◆ What to do ◆
Output every record precisely.

..............................

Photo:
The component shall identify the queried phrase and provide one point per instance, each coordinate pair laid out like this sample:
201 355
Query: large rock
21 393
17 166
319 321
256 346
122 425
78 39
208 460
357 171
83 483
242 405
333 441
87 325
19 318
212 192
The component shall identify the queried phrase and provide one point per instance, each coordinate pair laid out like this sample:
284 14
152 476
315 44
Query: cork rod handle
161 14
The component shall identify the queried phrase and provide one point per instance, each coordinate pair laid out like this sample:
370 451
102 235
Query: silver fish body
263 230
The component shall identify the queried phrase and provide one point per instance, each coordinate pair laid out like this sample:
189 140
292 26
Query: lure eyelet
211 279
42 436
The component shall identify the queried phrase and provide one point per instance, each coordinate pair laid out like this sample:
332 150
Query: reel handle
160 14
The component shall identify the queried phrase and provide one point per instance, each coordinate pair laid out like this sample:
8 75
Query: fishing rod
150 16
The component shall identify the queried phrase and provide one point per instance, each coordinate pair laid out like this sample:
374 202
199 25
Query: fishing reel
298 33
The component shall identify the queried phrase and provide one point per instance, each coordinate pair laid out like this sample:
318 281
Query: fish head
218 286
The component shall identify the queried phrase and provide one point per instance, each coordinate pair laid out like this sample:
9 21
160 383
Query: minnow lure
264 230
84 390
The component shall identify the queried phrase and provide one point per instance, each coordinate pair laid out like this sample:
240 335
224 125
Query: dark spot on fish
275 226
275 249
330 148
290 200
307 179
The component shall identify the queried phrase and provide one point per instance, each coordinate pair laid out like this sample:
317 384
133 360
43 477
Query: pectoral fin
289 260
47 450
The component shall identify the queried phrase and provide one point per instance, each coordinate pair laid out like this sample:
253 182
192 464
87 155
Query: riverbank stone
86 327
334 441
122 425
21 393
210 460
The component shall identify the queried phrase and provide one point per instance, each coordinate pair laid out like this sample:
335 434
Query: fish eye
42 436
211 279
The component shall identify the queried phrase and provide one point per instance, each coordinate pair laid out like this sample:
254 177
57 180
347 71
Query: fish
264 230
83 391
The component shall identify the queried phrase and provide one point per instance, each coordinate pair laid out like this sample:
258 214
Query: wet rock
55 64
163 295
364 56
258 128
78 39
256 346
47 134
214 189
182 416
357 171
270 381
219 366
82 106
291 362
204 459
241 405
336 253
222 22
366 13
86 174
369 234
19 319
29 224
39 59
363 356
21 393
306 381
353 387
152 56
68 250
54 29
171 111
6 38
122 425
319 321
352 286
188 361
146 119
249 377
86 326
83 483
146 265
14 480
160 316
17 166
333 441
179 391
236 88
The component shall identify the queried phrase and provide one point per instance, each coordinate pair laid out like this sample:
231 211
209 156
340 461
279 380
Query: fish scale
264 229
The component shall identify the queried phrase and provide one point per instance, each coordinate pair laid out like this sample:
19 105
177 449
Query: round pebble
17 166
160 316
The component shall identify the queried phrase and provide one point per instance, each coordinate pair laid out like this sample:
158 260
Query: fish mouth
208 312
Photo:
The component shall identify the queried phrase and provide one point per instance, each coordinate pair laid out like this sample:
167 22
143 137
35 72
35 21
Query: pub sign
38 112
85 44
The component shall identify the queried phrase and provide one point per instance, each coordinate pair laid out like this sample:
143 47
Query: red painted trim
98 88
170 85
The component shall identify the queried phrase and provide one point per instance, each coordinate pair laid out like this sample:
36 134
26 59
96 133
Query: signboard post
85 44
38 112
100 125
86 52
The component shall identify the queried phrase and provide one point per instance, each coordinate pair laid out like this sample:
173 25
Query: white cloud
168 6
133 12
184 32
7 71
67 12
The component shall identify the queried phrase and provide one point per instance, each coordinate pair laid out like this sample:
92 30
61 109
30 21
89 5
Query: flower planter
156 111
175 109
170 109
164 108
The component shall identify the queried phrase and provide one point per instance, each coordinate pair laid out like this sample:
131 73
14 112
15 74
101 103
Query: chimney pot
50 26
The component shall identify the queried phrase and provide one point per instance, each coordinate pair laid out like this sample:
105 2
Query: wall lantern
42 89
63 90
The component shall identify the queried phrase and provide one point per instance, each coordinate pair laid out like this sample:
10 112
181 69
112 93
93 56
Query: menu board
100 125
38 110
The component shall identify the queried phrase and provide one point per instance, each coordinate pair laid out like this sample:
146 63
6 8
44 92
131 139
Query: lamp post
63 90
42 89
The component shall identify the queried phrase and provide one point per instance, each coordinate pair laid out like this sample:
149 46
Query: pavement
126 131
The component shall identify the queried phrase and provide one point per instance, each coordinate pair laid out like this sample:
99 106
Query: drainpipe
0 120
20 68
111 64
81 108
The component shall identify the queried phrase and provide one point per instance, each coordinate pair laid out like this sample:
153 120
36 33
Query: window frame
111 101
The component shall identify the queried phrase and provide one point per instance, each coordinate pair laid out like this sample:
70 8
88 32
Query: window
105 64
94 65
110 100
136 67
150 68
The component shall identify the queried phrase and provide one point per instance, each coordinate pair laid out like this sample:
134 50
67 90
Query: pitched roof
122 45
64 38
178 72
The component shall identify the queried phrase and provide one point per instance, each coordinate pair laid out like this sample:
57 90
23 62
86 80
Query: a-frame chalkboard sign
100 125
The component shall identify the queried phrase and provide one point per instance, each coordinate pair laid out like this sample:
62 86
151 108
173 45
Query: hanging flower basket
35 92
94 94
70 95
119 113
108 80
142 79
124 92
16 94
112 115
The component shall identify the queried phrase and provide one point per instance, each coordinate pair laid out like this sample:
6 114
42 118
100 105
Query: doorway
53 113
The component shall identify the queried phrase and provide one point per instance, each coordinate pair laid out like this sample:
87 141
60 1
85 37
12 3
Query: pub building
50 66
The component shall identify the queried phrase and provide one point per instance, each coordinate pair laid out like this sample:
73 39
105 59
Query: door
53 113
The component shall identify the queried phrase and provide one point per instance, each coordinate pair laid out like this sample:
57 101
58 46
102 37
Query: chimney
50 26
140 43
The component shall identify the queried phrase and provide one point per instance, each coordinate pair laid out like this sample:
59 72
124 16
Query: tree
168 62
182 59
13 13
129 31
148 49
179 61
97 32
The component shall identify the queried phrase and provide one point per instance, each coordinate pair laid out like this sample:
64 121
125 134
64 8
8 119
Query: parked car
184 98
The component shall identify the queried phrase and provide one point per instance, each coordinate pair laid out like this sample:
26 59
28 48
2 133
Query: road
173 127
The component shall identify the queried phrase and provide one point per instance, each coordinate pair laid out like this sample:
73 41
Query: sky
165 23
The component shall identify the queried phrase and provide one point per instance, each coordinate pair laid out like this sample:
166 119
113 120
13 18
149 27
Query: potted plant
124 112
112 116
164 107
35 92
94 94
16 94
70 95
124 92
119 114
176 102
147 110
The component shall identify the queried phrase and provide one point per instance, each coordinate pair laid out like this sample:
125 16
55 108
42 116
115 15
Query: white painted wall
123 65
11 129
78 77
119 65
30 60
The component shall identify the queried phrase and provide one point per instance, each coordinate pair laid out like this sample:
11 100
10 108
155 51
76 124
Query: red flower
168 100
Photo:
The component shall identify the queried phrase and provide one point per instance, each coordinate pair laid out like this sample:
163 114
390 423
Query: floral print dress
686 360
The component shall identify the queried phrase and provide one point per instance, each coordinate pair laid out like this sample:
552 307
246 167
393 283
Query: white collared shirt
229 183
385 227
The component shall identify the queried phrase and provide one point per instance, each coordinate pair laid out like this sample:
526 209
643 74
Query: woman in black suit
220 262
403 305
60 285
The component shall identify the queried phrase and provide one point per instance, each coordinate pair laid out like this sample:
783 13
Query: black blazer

..............................

◆ Output below ◆
Photo:
The component shall identify the queried phrase and provide one point per instance, each coordinate pair laid out like this sample:
201 355
Query: large rock
21 393
17 166
319 321
256 346
122 425
78 39
208 460
357 171
83 483
242 405
333 441
87 325
19 318
212 192
The component shall identify the queried phrase and provide one point per instance, each coordinate pair laid out like this sample:
284 14
152 476
315 44
Query: cork rod handle
161 14
The component shall identify the queried phrase and provide one point per instance, each coordinate pair laid out like this sample:
370 451
102 235
Query: silver fish body
263 230
The component shall identify the queried phrase and provide one point per instance, each coordinate pair laid out like this sample:
189 140
292 26
Query: lure eyelet
211 279
42 436
The component shall identify the queried phrase and provide one point per instance, each coordinate pair laid out like this sample:
332 150
Query: reel handle
160 14
The component shall identify the queried phrase and provide one point per instance, each coordinate pair laid out like this sample:
8 75
Query: fishing rod
150 16
The component shall identify the queried phrase and provide one point per instance, each coordinate pair laid out like this sample:
374 202
199 25
Query: fishing reel
298 33
The component shall identify the queried phrase and provide one point per instance, each coordinate pair laid out like this sample:
318 281
Query: fish head
218 286
The component shall identify the queried phrase and provide one point per instance, each coordinate pair laid out like this sample:
9 21
160 383
Query: minnow lure
264 230
84 390
The component shall identify the queried phrase and provide one point per instance, each coordinate pair laid out like this sample:
240 335
224 125
Query: dark spot on fish
275 226
275 249
330 148
290 200
307 179
The component shall identify the queried phrase and provide one point per instance, each coordinate pair laid out like this sample:
317 384
133 360
43 477
Query: pectoral fin
289 260
47 450
The component shall identify the queried phrase and provide one point per instance, each coordinate pair laid out like this sample:
253 182
192 464
87 155
Query: riverbank stone
86 327
334 441
122 425
21 393
210 460
The component shall identify the queried phrase and provide one point per instance, each coordinate pair laid out like this sample:
335 434
Query: fish eye
42 436
211 279
The component shall identify the queried phrase and provide one point per instance, each coordinate pair laid out like this sample:
254 177
57 180
347 71
Query: fish
264 230
83 391
The component shall identify the queried phrase and provide one point per instance, each coordinate pair laid out like this sample:
258 214
Query: wet rock
55 64
163 295
364 56
258 128
78 39
256 346
47 134
214 189
182 416
357 171
270 381
219 366
82 106
291 362
204 459
241 405
336 253
222 22
366 13
86 174
369 234
19 319
29 224
39 59
363 356
21 393
306 381
353 387
152 56
68 250
54 29
171 111
6 38
122 425
319 321
352 286
188 361
146 119
249 377
86 326
83 483
146 265
14 480
160 316
17 166
333 441
179 391
236 88
The component shall identify the queried phrase and provide one point per instance, each coordinate pair laid out like this sample:
231 211
209 156
340 461
279 380
Query: fish scale
264 229
The component shall identify the queried phrase and provide one point per instance, each coordinate pair laid out like this sample:
19 105
177 449
Query: round pebble
17 166
160 316
The component shall identify the queried phrase and provide one point per instance, each coordinate pair laid out like this sample:
158 260
Query: fish mouth
208 312
Photo:
The component shall identify the queried phrase and provide one point per instance, each coordinate pair laid out like this sample:
167 22
143 137
35 72
35 21
Query: pub sign
38 112
85 44
The component shall identify the queried phrase and provide one point per instance, each coordinate pair laid out like this sample:
143 47
Query: red painted trim
98 88
170 85
The component shall identify the queried phrase and provide one point per instance, each coordinate pair laid out like this sample:
36 134
26 59
96 133
Query: signboard post
85 44
38 112
100 125
86 52
The component shall identify the queried phrase and provide one point per instance, each coordinate pair laid out like this sample:
173 25
Query: white cloud
168 6
133 12
184 32
7 71
67 12
The component shall identify the queried phrase and provide one point per instance, each coordinate pair laid out like this sample:
92 30
61 109
30 21
89 5
Query: flower planter
156 111
175 109
170 109
164 108
The component shall identify the queried phrase and provide one point per instance, each coordinate pair laid out like this sample:
131 73
14 112
15 74
101 103
Query: chimney pot
50 26
The component shall identify the queried phrase and provide one point per instance, each coordinate pair laid out like this sample:
105 2
Query: wall lantern
42 89
63 90
The component shall identify the queried phrase and provide one point per instance, each coordinate pair laid out like this sample:
10 112
181 69
112 93
93 56
Query: menu board
100 125
38 110
The component shall identify the queried phrase and provide one point per instance, each coordinate pair laid out like this sample:
146 63
6 8
44 92
131 139
Query: lamp post
63 90
42 89
The component shall identify the queried phrase and provide one point per instance, each coordinate pair laid out like this sample:
149 46
Query: pavement
126 131
The component shall identify the queried phrase and provide one point per instance, each coordinate pair laid out like this sample:
99 106
Query: drainpipe
0 120
20 68
111 64
81 108
The component shall identify the queried phrase and provide one point per instance, each coordinate pair laid out like this sample:
153 120
36 33
Query: window frame
111 101
The component shall identify the queried phrase and provide one point per instance, each coordinate pair laid out like this sample:
70 8
88 32
Query: window
105 64
94 65
110 100
136 67
150 68
The component shall identify the queried phrase and provide one point per instance, each coordinate pair laid out like this sample:
134 50
67 90
Query: pitched roof
122 45
64 38
178 72
The component shall identify the queried phrase and provide one point per instance, each coordinate pair laid out like this sample:
57 90
23 62
86 80
Query: a-frame chalkboard sign
100 125
The component shall identify the queried phrase and provide one point per instance, each coordinate pair laid out like this sample:
62 86
151 108
173 45
Query: hanging flower basket
35 92
94 94
70 95
119 113
108 80
142 79
124 92
16 94
112 115
The component shall identify the queried phrase and provide one point per instance, each coordinate pair laid out like this sample:
6 114
42 118
100 105
Query: doorway
53 113
The component shall identify the queried phrase and provide one point per instance, each coordinate pair laid out like this sample:
87 141
60 1
85 37
12 3
Query: pub building
50 66
The component shall identify the queried phrase and provide one point per instance, each coordinate pair laid out like this sample:
73 39
105 59
Query: door
53 113
The component shall identify the queried phrase and provide one point per instance, each coordinate pair laid out like this sample:
57 101
58 46
102 37
Query: chimney
50 26
140 43
The component shall identify the queried phrase and provide one point per instance, each coordinate pair laid out like this sample:
59 72
124 16
Query: tree
168 62
182 59
13 13
129 31
148 49
179 61
97 32
The component shall identify the queried phrase and provide one point per instance, each coordinate pair laid out like this sample:
64 121
125 134
64 8
8 119
Query: parked car
184 98
The component shall identify the queried phrase and provide one point per instance, each coordinate pair laid out like this sample:
26 59
28 48
2 133
Query: road
173 127
The component shall identify the queried phrase and provide one point per instance, each coordinate pair laid out like this sample:
73 41
Query: sky
165 23
The component shall identify the queried phrase and provide one point per instance, each coordinate pair laid out like this sample:
166 119
113 120
13 18
149 27
Query: potted plant
124 112
112 116
164 107
35 92
94 94
16 94
70 95
124 92
119 114
176 102
147 110
The component shall identify the queried phrase and provide one point per instance, each coordinate pair laid out like this sample:
125 16
55 108
42 116
115 15
Query: white painted wall
123 65
11 129
78 77
119 65
30 60
The component shall identify the queried phrase and provide one point per instance, each coordinate pair laid out like this sample:
11 100
10 108
155 51
76 124
Query: red flower
168 100
Photo:
The component shall identify the queried phrase and provide one point per instance, each coordinate pair laid out like this sample:
163 114
390 423
Query: floral print dress
686 360
The component shall identify the queried phrase and provide one point per instance, each coordinate pair laid out like this sample:
552 307
246 167
393 283
Query: white collared shirt
229 183
385 227
The component shall identify the queried phrase and provide one point per instance, each coordinate pair laid out like this sample:
526 209
643 74
Query: woman in black suit
220 262
403 305
60 285
The component shall identify the queried phrase and provide one point per instance, each coordinate pair laid out like this sample:
783 13
Query: black blazer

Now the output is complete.